[Opening EXCERPT PROVIDED section]

How neuroscientists are hacking into brain waves to open new frontiers


 Neuroscientists are following through on the promise of artificially enhanced bodies by creating the ability to "feel" flashes of light in invisible wavelengths, or building an entire virtual body that can be controlled via brain waves.

"Things that we used to think were hoaxes or science fiction are fast becoming reality," said Todd Coleman, a bioengineering professor at the University of California at San Diego. Coleman and other researchers surveyed the rapidly developing field of neuroprosthetics in Boston this weekend at the annual meeting of the American Association for the Advancement of Science.

One advance came to light just in the past week, when researchers reported that they successfully wired up rats to sense infrared light and move toward the signals to get a reward. "This was the first attempt … not to restore a function but to augment the range of sensory experience," said Duke University neurobiologist Miguel Nicolelis, the research team's leader.

[Closing EXCERPT PROVIDED section]
[Opening INFORMATION PROVIDED section]

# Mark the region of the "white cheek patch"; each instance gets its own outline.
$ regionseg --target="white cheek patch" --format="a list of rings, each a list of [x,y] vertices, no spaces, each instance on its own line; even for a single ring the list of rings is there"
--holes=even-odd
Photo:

[Closing INFORMATION PROVIDED section]
[Opening INFORMATION PROVIDED section]

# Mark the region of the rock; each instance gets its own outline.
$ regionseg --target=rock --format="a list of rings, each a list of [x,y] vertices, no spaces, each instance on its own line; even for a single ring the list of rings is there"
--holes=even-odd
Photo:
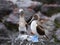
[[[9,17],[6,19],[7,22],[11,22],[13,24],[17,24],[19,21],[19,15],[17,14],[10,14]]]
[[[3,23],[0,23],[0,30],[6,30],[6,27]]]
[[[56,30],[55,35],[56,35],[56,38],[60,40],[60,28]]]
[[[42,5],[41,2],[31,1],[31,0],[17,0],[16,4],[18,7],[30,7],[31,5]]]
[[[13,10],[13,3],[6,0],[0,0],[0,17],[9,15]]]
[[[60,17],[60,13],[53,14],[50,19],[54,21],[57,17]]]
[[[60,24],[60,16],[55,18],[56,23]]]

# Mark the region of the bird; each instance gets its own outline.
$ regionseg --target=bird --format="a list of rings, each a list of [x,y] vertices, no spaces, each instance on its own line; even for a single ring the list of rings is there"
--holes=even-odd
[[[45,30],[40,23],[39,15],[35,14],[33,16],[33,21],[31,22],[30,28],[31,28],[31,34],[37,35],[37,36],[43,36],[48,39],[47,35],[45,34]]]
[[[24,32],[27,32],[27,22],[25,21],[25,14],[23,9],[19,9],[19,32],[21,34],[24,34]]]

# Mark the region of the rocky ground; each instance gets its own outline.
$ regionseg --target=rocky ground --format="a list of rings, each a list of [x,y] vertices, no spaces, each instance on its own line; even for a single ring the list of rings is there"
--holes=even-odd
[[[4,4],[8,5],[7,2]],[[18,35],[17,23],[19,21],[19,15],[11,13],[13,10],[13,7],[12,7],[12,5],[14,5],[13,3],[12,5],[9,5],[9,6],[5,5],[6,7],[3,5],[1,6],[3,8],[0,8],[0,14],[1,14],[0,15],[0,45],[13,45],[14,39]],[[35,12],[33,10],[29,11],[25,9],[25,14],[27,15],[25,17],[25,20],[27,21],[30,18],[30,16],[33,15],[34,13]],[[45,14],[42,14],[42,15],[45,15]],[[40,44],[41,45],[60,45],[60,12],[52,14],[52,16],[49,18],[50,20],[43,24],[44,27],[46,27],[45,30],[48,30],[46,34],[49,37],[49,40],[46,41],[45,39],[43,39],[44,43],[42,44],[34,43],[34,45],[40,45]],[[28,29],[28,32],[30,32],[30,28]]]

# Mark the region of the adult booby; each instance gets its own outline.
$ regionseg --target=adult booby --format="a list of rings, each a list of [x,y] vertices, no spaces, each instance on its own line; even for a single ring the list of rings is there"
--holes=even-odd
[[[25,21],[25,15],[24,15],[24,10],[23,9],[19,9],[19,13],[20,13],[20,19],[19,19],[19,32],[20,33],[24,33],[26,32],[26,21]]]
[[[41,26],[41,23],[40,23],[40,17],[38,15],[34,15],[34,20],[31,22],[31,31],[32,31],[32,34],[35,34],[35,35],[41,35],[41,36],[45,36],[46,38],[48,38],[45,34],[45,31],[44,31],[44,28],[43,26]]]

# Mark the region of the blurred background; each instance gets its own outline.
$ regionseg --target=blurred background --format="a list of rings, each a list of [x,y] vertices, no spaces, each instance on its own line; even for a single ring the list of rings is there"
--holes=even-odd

[Closing INFORMATION PROVIDED section]

• _TASKS TO PERFORM_
1. Answer these questions from the article on brain-wave neuroscience:
(a) At which university does Todd Coleman teach bioengineering?
(b) In what city did the American Association for the Advancement of Science hold the annual meeting mentioned in the article?
(c) What kind of light were the rats wired up to sense?
2. Pick up the article on brain-wave neuroscience after its final paragraph and write two or three more paragraphs in the same news style.

• _TASK-BY-TASK OUTPUTS_
1.
(a) The University of California at San Diego.
(b) Boston.
(c) Infrared light.

2.
The project, detailed in the journal Nature Communications, involved training rats to recognize a visible light source and poke at the source with its nose to get a sip of water. Then electrodes were implanted in a region of the rats' brains that is associated with whisker-touching. The electrodes were connected to an infrared sensor on the rats' heads, which stimulated the target neurons when the rat was facing the source of an infrared beam. Then the visible lights in the test cage were replaced by infrared lights.

It typically took about four weeks of practice for the rats to figure out how to use their new infrared sensory system, but eventually the rats could respond to the invisible light as well as they responded to the visible light. Presumably, they could "feel" where the infrared flash was coming from, as part of their whisker-touching sense.